-- begin --

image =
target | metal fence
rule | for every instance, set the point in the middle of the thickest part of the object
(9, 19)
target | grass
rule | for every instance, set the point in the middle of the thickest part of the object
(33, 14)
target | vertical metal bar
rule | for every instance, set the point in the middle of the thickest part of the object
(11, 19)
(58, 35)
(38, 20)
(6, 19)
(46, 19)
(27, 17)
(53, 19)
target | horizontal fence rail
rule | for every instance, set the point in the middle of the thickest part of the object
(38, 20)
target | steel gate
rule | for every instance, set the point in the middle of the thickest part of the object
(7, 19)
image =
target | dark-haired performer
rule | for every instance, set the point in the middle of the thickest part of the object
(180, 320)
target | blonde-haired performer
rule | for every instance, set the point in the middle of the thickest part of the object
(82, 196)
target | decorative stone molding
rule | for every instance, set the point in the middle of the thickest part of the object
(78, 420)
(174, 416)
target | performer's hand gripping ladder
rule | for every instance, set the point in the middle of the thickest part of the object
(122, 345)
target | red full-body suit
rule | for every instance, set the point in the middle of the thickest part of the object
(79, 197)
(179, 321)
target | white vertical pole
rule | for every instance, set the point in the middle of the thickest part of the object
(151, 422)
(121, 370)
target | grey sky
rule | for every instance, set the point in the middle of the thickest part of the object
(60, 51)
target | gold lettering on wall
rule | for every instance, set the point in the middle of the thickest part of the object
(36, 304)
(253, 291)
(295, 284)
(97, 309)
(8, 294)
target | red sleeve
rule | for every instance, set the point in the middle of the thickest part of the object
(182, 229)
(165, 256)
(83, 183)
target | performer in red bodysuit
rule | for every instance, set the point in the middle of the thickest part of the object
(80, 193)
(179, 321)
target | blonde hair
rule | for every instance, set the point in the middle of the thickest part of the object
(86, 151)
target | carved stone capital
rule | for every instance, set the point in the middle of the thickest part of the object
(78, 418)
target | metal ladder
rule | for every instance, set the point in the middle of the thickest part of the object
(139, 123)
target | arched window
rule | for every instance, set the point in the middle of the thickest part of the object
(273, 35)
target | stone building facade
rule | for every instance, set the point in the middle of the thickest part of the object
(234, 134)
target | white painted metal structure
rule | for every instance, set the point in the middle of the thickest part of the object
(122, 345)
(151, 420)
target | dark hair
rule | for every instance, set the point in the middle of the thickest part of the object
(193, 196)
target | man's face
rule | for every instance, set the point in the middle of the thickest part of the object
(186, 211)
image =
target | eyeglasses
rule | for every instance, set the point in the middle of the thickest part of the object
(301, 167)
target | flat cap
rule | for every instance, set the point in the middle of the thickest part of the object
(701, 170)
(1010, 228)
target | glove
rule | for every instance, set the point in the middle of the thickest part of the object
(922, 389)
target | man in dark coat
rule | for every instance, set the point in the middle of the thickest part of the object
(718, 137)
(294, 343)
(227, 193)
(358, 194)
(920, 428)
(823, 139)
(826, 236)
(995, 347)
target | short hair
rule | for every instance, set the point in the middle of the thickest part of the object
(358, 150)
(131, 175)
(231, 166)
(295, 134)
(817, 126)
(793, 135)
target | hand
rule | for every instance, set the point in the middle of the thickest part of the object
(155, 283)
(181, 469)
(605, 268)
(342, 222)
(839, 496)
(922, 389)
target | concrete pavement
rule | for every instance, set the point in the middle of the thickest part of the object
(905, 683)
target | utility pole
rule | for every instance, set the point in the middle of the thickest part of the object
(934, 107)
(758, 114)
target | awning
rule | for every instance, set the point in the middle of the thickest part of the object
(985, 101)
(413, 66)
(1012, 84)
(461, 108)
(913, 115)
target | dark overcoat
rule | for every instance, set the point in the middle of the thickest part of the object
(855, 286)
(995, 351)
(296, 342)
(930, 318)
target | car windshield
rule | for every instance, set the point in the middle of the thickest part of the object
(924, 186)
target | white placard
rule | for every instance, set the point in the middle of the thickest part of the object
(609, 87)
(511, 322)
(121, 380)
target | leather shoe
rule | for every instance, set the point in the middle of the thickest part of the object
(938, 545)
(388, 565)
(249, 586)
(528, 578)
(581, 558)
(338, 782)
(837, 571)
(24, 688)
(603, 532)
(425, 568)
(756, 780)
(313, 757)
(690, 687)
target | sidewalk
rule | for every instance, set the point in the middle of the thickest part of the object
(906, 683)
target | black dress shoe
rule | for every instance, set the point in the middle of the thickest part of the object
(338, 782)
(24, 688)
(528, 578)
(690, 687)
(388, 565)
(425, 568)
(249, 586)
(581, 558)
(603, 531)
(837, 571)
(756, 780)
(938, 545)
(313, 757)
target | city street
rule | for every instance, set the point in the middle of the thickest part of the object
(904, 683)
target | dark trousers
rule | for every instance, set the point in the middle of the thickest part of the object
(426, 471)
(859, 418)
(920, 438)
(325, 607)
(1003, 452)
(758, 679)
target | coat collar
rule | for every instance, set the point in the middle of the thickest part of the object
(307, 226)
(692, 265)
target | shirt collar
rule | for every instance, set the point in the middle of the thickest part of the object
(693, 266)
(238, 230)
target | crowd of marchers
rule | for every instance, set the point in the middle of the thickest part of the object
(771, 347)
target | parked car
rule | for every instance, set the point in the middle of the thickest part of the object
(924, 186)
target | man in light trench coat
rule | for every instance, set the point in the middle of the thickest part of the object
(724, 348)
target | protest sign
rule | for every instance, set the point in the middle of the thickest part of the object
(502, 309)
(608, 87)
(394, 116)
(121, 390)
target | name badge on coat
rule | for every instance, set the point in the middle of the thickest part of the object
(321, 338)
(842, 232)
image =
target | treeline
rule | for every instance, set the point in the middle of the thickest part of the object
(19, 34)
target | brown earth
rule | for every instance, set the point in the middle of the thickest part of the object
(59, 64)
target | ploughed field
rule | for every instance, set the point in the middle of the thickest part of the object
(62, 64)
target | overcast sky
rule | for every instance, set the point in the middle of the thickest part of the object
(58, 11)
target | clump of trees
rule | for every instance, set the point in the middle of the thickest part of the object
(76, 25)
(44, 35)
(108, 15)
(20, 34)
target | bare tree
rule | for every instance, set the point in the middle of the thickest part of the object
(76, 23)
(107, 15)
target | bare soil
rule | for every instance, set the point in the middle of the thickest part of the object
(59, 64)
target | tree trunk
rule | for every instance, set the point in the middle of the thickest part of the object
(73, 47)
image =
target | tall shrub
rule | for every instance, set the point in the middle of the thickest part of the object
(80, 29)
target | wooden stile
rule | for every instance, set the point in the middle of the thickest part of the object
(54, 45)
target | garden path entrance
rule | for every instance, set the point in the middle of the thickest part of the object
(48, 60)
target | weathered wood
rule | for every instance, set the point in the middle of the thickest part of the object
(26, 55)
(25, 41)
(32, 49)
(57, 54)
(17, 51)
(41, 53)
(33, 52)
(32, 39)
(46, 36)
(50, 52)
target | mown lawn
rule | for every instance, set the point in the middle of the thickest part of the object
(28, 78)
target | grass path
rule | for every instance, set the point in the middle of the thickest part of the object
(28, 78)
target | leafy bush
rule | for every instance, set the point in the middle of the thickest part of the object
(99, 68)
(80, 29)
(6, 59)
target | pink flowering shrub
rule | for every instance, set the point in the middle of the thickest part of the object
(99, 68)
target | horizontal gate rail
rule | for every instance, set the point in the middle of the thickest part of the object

-- end --

**What the exercise asks**. Exact copies of all the records are required.

**Response**.
image =
target | metal fence
rule | for every instance, set the point in the middle of the thickest part of the object
(9, 19)
target | grass
rule | for every instance, set the point in the middle of the thickest part of the object
(33, 14)
target | vertical metal bar
rule | for every instance, set the point in the middle of the thickest part of the object
(11, 19)
(58, 35)
(38, 20)
(6, 19)
(46, 19)
(27, 17)
(53, 19)
target | horizontal fence rail
rule | for every instance, set the point in the middle of the thickest part of the object
(38, 20)
target | steel gate
rule | for every instance, set the point in the middle of the thickest part of the object
(7, 19)
image =
target | dark-haired performer
rule | for every instance, set the point in the middle of the thickest part of the object
(180, 320)
target | blonde-haired performer
rule | for every instance, set the point in the middle of the thickest part of the object
(82, 196)
target | decorative stone molding
rule | for every instance, set the point in the middle of the thickest part of the object
(78, 420)
(174, 416)
target | performer's hand gripping ladder
rule | for every instance, set the point in the middle of the thickest part of the object
(122, 345)
target | red full-body suit
rule | for every instance, set the point in the middle of the thickest part of the object
(79, 197)
(179, 321)
target | white vertical pole
rule | for every instance, set the point in the middle of the thickest part of the object
(151, 422)
(121, 370)
target | grey sky
rule | for every instance, set the point in the middle of the thickest part of the object
(60, 51)
target | gold lettering on wall
rule | for every instance, set the point in the middle of the thickest part of the object
(36, 304)
(253, 291)
(295, 284)
(97, 309)
(8, 294)
target | red sleeve
rule | for every instance, set the point in the middle of the thickest part of the object
(182, 229)
(165, 256)
(83, 183)
target | performer in red bodysuit
rule | for every instance, set the point in the middle of the thickest part of the object
(80, 193)
(179, 321)
target | blonde hair
rule | for every instance, set the point in the middle of the thickest part of the object
(86, 151)
target | carved stone capital
rule | for every instance, set the point in the middle of the thickest part of the object
(78, 418)
target | metal ladder
rule | for every instance, set the point in the middle of the thickest part of the object
(139, 123)
target | arched window
rule | for every instance, set the point in the middle of the thickest part of the object
(273, 35)
target | stone building facade
rule | for every instance, set the point in the middle of the thickest part of the object
(234, 134)
target | white painted metal structure
rule | for every instance, set the point in the middle of the thickest part of the object
(122, 345)
(151, 420)
target | dark hair
rule | for every instance, set the point in the middle of the thickest part of the object
(193, 196)
target | man's face
rule | for every instance, set the point in the middle of the thickest part of the object
(186, 211)
image =
target | eyeglasses
rule | for every instance, set the point in the middle of the thickest part of the object
(301, 167)
target | flat cap
rule | for every instance, set the point in the middle of the thickest part of the object
(701, 170)
(1010, 228)
target | glove
rule | for every instance, set the point in the middle of the thickest part of the object
(922, 389)
target | man in dark coat
rule | for every instance, set the point in the middle of the thickest part of the object
(718, 137)
(294, 343)
(227, 193)
(358, 194)
(920, 428)
(823, 139)
(826, 236)
(995, 347)
target | short hair
rule | for every instance, set the point in the middle of the thickest part of the object
(358, 150)
(131, 175)
(231, 166)
(295, 134)
(817, 126)
(793, 135)
target | hand
rule | for every instance, set the point in the middle of the thickest part of the object
(155, 283)
(181, 469)
(605, 268)
(342, 222)
(839, 496)
(922, 389)
target | concrete pavement
rule | for every instance, set the point in the middle of the thickest part of the object
(905, 683)
target | utility pole
rule | for every instance, set the point in the middle of the thickest part of the object
(934, 107)
(758, 114)
target | awning
rule | for every instance, set the point in the middle of the thickest part of the object
(985, 101)
(413, 66)
(1012, 84)
(461, 108)
(913, 115)
target | dark overcoat
rule | for every instance, set the point in the middle of the thickest part of the object
(855, 286)
(995, 351)
(296, 342)
(930, 318)
target | car windshield
rule | for every instance, set the point in the middle of the thickest part of the object
(924, 186)
target | white placard
rule | for every instance, set the point in the middle of the thickest part of the object
(609, 87)
(511, 322)
(121, 380)
target | leather shoe
rule | for every instance, set the point in the middle of the thickest part of the object
(938, 545)
(388, 565)
(249, 586)
(528, 578)
(581, 558)
(338, 782)
(837, 571)
(24, 688)
(603, 532)
(425, 568)
(756, 780)
(313, 757)
(690, 687)
target | sidewalk
rule | for every instance, set the point in the middle of the thickest part of the object
(906, 683)
target | black dress shoe
rule | for every instance, set the point in the middle of the thickest part of the object
(338, 782)
(24, 688)
(528, 578)
(690, 687)
(388, 565)
(425, 568)
(249, 586)
(581, 558)
(603, 531)
(837, 571)
(756, 780)
(938, 545)
(313, 757)
target | city street
rule | for every instance, set the point in the middle of the thickest part of the object
(904, 683)
target | dark trousers
rule | for every instance, set the point in the middle of the thickest part of the object
(426, 471)
(859, 418)
(920, 438)
(325, 607)
(1003, 452)
(758, 679)
target | coat collar
rule | for every instance, set the point in the middle of the thickest part of the object
(307, 226)
(692, 265)
target | shirt collar
rule | for every instance, set the point in the middle of the thickest part of the object
(693, 266)
(238, 230)
target | crowd of marchers
rule | for every instance, set the point in the middle of the thickest part of the object
(771, 347)
target | parked car
rule | for every instance, set the point in the middle of the thickest part of the object
(924, 186)
target | man in light trench coat
rule | for every instance, set the point in the middle of the thickest part of the object
(724, 348)
target | protest sign
rule | for every instance, set the point in the middle of the thickest part of the object
(502, 309)
(608, 87)
(394, 116)
(121, 390)
target | name badge on coat
rule | for every instance, set the point in the middle of the thickest part of the object
(321, 338)
(842, 232)
image =
target | treeline
rule | for every instance, set the point in the middle of the thickest part of the object
(19, 34)
target | brown earth
rule | for every instance, set the point in the middle of the thickest part of the object
(59, 64)
target | ploughed field
rule | for every instance, set the point in the middle of the thickest part of the object
(62, 64)
target | overcast sky
rule | for every instance, set the point in the middle of the thickest part of the object
(58, 11)
target | clump of trees
rule | for every instance, set the point in the middle of the thickest part of the object
(76, 25)
(44, 35)
(108, 15)
(20, 34)
target | bare tree
rule | for every instance, set the point in the middle of the thickest part of the object
(76, 23)
(107, 15)
target | bare soil
rule | for every instance, set the point in the middle of the thickest part of the object
(59, 64)
target | tree trunk
rule | for every instance, set the point in the middle of the thickest part of the object
(73, 47)
image =
target | tall shrub
rule | for every instance, set the point in the middle of the thickest part of the object
(80, 29)
target | wooden stile
rule | for every instance, set the point in the middle of the thickest part of the object
(54, 45)
target | garden path entrance
rule | for every instance, set the point in the middle of the thickest part of the object
(48, 60)
target | weathered wood
rule | for every instance, set the point in the middle of the thickest part of the object
(26, 55)
(25, 41)
(32, 49)
(57, 54)
(17, 51)
(41, 53)
(33, 52)
(32, 39)
(46, 36)
(50, 52)
target | mown lawn
rule | for every instance, set the point in the middle of the thickest part of the object
(28, 78)
target | grass path
rule | for every instance, set the point in the middle of the thickest part of the object
(28, 78)
target | leafy bush
rule | for every instance, set the point in the middle of the thickest part of the object
(99, 68)
(80, 29)
(6, 59)
target | pink flowering shrub
rule | for every instance, set the point in the middle of the thickest part of the object
(99, 68)
target | horizontal gate rail
rule | for every instance, set the point in the middle of the thickest part of the object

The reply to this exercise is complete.